TASK TO CARRY OUT: Reproduce each of the following lines word for word.

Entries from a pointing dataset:
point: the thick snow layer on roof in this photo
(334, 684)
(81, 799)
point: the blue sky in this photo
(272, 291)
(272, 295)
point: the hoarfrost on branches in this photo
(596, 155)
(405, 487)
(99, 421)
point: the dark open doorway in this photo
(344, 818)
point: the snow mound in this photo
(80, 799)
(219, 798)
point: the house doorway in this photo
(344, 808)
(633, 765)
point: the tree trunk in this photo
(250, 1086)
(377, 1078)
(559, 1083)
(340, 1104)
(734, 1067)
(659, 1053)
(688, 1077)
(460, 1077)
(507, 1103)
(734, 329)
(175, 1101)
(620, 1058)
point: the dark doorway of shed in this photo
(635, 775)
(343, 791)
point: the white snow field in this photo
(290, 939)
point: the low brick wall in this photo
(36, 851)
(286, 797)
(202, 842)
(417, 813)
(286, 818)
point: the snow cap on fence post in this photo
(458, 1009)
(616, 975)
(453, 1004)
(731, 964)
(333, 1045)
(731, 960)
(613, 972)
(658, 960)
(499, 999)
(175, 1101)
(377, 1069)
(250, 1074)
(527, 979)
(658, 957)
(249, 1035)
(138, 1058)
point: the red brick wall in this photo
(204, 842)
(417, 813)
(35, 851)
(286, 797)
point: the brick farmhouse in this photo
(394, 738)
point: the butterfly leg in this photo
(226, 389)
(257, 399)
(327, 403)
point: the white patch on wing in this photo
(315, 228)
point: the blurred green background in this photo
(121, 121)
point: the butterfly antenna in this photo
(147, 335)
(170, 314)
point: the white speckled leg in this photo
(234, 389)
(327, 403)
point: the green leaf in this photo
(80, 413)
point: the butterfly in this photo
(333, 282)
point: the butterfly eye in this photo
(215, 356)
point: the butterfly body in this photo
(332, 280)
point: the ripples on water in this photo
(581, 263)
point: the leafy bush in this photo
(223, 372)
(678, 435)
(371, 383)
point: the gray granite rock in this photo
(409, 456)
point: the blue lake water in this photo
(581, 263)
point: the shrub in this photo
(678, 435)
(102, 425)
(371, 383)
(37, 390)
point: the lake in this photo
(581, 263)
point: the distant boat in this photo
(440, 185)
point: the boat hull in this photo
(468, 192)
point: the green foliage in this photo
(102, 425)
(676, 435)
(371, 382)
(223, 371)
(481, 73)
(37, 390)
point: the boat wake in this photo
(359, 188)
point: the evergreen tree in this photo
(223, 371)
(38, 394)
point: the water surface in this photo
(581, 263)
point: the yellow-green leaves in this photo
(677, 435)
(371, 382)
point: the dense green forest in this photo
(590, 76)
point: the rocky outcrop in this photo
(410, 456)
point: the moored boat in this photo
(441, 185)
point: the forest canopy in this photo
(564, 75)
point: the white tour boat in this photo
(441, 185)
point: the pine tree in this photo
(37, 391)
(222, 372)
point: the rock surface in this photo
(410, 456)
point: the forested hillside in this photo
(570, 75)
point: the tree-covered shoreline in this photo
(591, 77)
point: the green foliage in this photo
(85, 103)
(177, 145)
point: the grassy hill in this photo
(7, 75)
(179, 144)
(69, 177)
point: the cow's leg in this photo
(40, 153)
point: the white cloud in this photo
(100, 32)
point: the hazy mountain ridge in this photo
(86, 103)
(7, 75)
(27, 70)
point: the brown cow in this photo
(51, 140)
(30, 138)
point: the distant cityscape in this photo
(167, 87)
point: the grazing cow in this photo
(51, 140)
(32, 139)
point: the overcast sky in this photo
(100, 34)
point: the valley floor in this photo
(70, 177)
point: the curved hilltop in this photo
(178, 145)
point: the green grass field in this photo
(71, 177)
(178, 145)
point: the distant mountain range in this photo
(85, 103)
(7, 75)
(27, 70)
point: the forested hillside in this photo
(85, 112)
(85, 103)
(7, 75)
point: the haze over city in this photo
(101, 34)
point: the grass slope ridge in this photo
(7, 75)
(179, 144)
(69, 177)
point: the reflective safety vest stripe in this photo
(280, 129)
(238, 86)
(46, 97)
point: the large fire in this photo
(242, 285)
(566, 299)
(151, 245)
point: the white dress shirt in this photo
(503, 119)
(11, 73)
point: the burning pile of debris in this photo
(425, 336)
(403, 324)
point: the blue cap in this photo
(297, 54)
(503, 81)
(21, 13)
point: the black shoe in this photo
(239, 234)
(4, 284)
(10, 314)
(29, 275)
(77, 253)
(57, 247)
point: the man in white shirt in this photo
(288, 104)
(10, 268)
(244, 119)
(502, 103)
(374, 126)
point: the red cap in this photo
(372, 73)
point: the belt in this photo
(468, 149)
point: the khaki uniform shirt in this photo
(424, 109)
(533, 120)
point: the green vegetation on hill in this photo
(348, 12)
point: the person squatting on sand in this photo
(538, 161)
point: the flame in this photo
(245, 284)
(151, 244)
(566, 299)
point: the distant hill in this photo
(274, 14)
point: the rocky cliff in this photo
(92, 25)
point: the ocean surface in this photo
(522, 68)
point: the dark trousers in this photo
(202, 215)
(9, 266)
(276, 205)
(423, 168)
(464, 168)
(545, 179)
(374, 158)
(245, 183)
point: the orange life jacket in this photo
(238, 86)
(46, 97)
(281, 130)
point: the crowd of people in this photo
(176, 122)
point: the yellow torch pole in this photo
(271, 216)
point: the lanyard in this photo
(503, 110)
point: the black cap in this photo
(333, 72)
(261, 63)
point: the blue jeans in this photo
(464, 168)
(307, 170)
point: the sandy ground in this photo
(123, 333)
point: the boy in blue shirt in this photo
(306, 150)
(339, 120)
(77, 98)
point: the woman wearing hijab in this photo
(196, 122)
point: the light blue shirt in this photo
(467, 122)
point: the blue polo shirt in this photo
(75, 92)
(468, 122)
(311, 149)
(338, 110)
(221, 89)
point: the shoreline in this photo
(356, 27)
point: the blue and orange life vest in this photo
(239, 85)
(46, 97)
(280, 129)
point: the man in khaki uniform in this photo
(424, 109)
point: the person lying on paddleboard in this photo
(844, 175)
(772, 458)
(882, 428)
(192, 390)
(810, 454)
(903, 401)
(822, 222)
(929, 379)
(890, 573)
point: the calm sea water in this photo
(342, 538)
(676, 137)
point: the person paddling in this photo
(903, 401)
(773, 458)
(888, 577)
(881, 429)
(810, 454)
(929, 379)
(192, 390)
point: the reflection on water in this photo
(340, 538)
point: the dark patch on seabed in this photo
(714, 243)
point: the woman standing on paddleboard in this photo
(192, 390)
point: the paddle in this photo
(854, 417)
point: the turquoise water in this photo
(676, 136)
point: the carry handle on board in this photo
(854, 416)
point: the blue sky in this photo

COMPLETED EXERCISE:
point: the thick snow layer on roof in this photo
(334, 684)
(81, 799)
point: the blue sky in this photo
(272, 291)
(272, 295)
point: the hoarfrost on branches in this photo
(596, 155)
(405, 487)
(99, 421)
point: the dark open doorway in this photo
(344, 818)
point: the snow mound in this photo
(80, 799)
(219, 798)
point: the house doorway in this photo
(344, 808)
(633, 765)
point: the tree trunk in this photo
(250, 1086)
(377, 1078)
(559, 1083)
(340, 1104)
(734, 1067)
(659, 1053)
(688, 1077)
(460, 1077)
(507, 1103)
(734, 329)
(175, 1101)
(620, 1058)
point: the dark doorway of shed in this photo
(635, 775)
(343, 791)
point: the white snow field in this photo
(290, 939)
point: the low brick wall in this photo
(36, 851)
(286, 797)
(202, 842)
(417, 813)
(286, 818)
point: the snow cap on fence post in this photo
(458, 1009)
(616, 975)
(453, 1004)
(731, 964)
(333, 1045)
(731, 960)
(613, 972)
(658, 960)
(499, 999)
(175, 1101)
(377, 1069)
(250, 1074)
(527, 979)
(658, 957)
(249, 1035)
(138, 1058)
point: the red brick wall in this photo
(204, 842)
(417, 813)
(35, 851)
(286, 797)
point: the brick farmhouse in this photo
(394, 738)
point: the butterfly leg in this photo
(226, 389)
(257, 399)
(327, 403)
point: the white patch on wing in this photo
(315, 228)
point: the blurred green background in this photo
(121, 121)
point: the butterfly antenna in this photo
(147, 335)
(170, 314)
point: the white speckled leg in this photo
(234, 389)
(327, 403)
point: the green leaf in this photo
(80, 413)
point: the butterfly in this photo
(333, 282)
point: the butterfly eye in this photo
(215, 356)
point: the butterfly body in this photo
(332, 280)
point: the ripples on water in this photo
(581, 263)
point: the leafy bush in this photo
(223, 372)
(678, 435)
(371, 383)
point: the gray granite rock in this photo
(409, 456)
point: the blue lake water in this photo
(581, 263)
point: the shrub in this photo
(678, 435)
(102, 425)
(371, 383)
(37, 390)
point: the lake in this photo
(581, 263)
point: the distant boat in this photo
(440, 185)
point: the boat hull in this photo
(468, 192)
point: the green foliage in this photo
(102, 425)
(676, 435)
(371, 382)
(223, 371)
(481, 73)
(37, 390)
point: the boat wake in this photo
(359, 188)
point: the evergreen tree in this photo
(223, 371)
(38, 394)
point: the water surface in this photo
(581, 263)
point: the yellow-green leaves in this photo
(677, 435)
(371, 382)
point: the dense green forest in this photo
(590, 76)
point: the rocky outcrop in this photo
(410, 456)
point: the moored boat in this photo
(441, 185)
point: the forest canopy in this photo
(564, 75)
point: the white tour boat in this photo
(441, 185)
point: the pine tree in this photo
(37, 391)
(222, 372)
point: the rock surface in this photo
(410, 456)
point: the forested hillside in this photo
(570, 75)
point: the tree-covered shoreline in this photo
(591, 77)
point: the green foliage in this photo
(85, 103)
(177, 145)
point: the grassy hill in this photo
(7, 75)
(179, 144)
(69, 177)
point: the cow's leg in this photo
(40, 153)
point: the white cloud in this photo
(100, 32)
point: the hazy mountain ridge in this photo
(86, 103)
(7, 75)
(27, 70)
point: the brown cow in this photo
(51, 140)
(30, 138)
point: the distant cityscape in this photo
(167, 87)
point: the grazing cow in this photo
(51, 140)
(32, 139)
point: the overcast sky in this photo
(100, 34)
point: the valley floor in this photo
(70, 177)
point: the curved hilltop in this photo
(178, 145)
point: the green grass field in this photo
(71, 177)
(178, 145)
point: the distant mountain range in this photo
(85, 103)
(7, 75)
(27, 70)
point: the forested hillside in this photo
(85, 112)
(85, 103)
(7, 75)
point: the haze over city in this photo
(101, 34)
point: the grass slope ridge in this photo
(7, 75)
(179, 144)
(69, 177)
point: the reflective safety vest stripe in this photo
(280, 129)
(238, 86)
(46, 97)
point: the large fire in this photo
(242, 285)
(566, 299)
(151, 245)
point: the white dress shirt in this photo
(503, 119)
(11, 73)
point: the burning pile of debris in this photo
(425, 336)
(403, 324)
point: the blue cap in this photo
(297, 54)
(503, 81)
(21, 13)
point: the black shoe in this photo
(239, 234)
(4, 284)
(10, 314)
(29, 275)
(77, 253)
(57, 247)
point: the man in white shirt in this photo
(288, 104)
(10, 268)
(244, 119)
(502, 103)
(374, 126)
point: the red cap in this photo
(372, 73)
point: the belt in this photo
(468, 149)
point: the khaki uniform shirt in this photo
(424, 109)
(533, 120)
point: the green vegetation on hill in this photo
(348, 12)
point: the person squatting on sand in this photo
(538, 161)
point: the flame in this photo
(245, 284)
(151, 244)
(566, 299)
point: the distant hill in this photo
(274, 14)
point: the rocky cliff in this photo
(92, 25)
point: the ocean surface in this photo
(522, 68)
point: the dark trousers in this photo
(202, 215)
(9, 266)
(276, 205)
(423, 168)
(464, 168)
(545, 179)
(374, 158)
(245, 183)
point: the orange life jacket in this photo
(238, 86)
(46, 97)
(281, 130)
point: the crowd of people in this photo
(176, 122)
point: the yellow torch pole in this photo
(271, 216)
point: the lanyard in this photo
(503, 110)
point: the black cap in this photo
(333, 72)
(261, 63)
point: the blue jeans in this photo
(464, 168)
(307, 170)
point: the sandy ground in this photo
(123, 333)
point: the boy in blue shirt in this photo
(306, 150)
(339, 120)
(77, 98)
point: the woman wearing hijab in this photo
(196, 122)
point: the light blue shirt in this photo
(467, 122)
point: the blue polo shirt in this photo
(75, 92)
(468, 122)
(311, 149)
(338, 110)
(221, 89)
point: the shoreline in this photo
(356, 27)
point: the blue and orange life vest in this photo
(239, 85)
(46, 97)
(280, 129)
point: the man in khaki uniform in this photo
(424, 109)
point: the person lying on paddleboard in this photo
(844, 175)
(772, 458)
(882, 428)
(192, 390)
(810, 454)
(903, 401)
(822, 222)
(929, 379)
(890, 573)
point: the calm sea water in this photo
(342, 538)
(676, 137)
point: the person paddling in this photo
(903, 401)
(773, 458)
(888, 577)
(881, 429)
(810, 454)
(929, 379)
(192, 390)
point: the reflection on water in this photo
(340, 538)
point: the dark patch on seabed in this photo
(714, 243)
point: the woman standing on paddleboard in this photo
(192, 390)
point: the paddle in this photo
(854, 417)
point: the turquoise water in this photo
(676, 136)
point: the carry handle on board in this photo
(854, 416)
point: the blue sky in this photo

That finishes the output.